### Items enregistrés du jeu de données
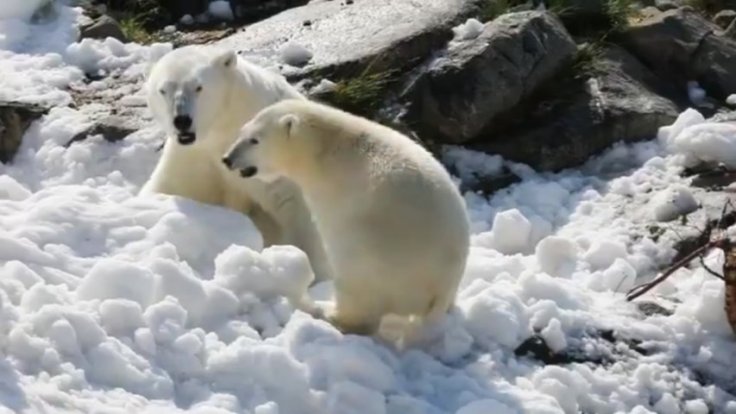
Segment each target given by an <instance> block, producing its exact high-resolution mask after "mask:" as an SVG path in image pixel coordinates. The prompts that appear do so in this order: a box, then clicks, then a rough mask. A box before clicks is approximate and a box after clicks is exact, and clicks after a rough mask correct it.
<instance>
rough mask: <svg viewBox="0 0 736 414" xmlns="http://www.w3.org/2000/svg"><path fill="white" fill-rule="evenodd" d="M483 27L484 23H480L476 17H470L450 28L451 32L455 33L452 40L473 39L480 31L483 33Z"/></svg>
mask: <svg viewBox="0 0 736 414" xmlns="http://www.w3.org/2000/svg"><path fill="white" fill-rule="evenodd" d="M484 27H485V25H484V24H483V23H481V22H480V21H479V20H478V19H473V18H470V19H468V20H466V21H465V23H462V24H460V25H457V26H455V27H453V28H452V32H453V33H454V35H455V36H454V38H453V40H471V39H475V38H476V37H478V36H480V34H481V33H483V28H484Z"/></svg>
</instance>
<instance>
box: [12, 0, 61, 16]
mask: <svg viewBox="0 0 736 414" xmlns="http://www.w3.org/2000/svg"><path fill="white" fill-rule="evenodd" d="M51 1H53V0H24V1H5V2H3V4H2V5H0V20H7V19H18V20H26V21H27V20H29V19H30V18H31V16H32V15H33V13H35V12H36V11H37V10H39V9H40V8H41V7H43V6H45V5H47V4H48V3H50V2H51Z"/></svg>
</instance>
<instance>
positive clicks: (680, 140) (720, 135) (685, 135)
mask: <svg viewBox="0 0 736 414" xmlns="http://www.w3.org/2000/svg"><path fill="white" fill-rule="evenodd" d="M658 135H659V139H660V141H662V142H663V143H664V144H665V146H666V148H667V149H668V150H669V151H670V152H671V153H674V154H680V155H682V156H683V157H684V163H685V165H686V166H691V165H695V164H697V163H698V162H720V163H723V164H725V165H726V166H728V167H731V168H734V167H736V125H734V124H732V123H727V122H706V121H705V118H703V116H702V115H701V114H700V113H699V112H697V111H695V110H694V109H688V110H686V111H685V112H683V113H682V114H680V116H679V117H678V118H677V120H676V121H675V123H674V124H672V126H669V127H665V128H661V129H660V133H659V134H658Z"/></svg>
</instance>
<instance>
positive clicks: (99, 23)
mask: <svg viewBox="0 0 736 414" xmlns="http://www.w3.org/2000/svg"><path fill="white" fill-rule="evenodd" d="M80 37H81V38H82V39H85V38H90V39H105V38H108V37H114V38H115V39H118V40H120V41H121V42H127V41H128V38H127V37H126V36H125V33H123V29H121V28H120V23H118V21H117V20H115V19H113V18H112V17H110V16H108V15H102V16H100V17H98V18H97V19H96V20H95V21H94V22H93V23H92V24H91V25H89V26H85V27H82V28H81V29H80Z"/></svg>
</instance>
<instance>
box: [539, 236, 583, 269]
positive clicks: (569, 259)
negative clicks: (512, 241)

### OBJECTIF
Relevez et recopiez chaque ligne des items qui contient la chaîne « positive ». Les majuscules et minuscules comptent.

### RÉPONSE ATTENDUE
positive clicks: (680, 140) (720, 135) (685, 135)
positive clicks: (99, 23)
positive clicks: (569, 259)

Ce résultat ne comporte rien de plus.